_TASK TO CARRY OUT:_
Using the string "trace" as the key, pull each matching line out of the records below.

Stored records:

========

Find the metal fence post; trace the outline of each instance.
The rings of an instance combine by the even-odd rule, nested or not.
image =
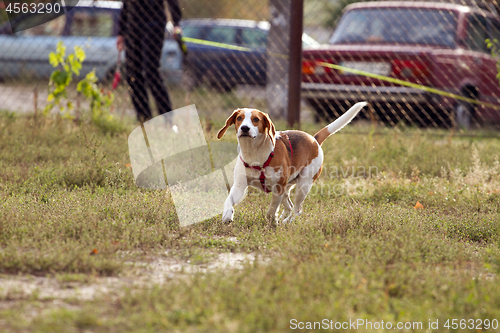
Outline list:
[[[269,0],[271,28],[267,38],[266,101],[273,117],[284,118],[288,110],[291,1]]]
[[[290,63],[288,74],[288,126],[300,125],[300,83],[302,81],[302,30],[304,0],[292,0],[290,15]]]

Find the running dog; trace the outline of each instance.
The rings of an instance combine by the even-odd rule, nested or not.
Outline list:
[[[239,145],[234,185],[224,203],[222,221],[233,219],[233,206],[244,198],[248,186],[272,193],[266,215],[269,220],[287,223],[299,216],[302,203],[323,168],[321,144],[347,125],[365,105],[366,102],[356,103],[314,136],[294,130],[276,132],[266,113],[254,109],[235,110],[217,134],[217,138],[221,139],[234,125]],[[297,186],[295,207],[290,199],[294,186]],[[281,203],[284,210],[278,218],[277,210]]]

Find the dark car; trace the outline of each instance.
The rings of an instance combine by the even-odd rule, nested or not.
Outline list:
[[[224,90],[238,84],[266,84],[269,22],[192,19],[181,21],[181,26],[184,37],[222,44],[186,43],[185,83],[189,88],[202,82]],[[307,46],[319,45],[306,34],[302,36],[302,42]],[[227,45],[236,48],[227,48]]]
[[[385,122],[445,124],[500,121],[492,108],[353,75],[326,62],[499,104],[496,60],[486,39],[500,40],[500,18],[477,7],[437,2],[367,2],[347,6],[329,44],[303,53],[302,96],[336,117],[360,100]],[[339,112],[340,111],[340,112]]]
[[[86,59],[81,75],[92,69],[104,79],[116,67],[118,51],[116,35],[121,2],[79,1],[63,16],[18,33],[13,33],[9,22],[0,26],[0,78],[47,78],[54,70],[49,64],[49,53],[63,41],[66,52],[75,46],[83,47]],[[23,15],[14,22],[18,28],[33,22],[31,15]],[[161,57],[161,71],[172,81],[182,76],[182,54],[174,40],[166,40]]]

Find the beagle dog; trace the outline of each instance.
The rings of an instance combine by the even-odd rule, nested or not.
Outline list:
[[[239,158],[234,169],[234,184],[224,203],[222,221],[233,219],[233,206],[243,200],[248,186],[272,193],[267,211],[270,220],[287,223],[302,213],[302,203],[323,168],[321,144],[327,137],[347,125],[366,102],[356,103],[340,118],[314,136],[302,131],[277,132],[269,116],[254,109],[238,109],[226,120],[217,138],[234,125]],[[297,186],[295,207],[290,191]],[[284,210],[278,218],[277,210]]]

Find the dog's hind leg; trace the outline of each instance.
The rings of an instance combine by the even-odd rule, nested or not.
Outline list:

========

_SOLUTION:_
Find the metal fence post; trace the outline of each instance.
Find the running dog; trace the outline of each instance.
Find the dark car; trace the outline of each instance.
Find the beagle dog; trace the outline of each instance.
Find the dog's hind leg; trace the outline of each instance.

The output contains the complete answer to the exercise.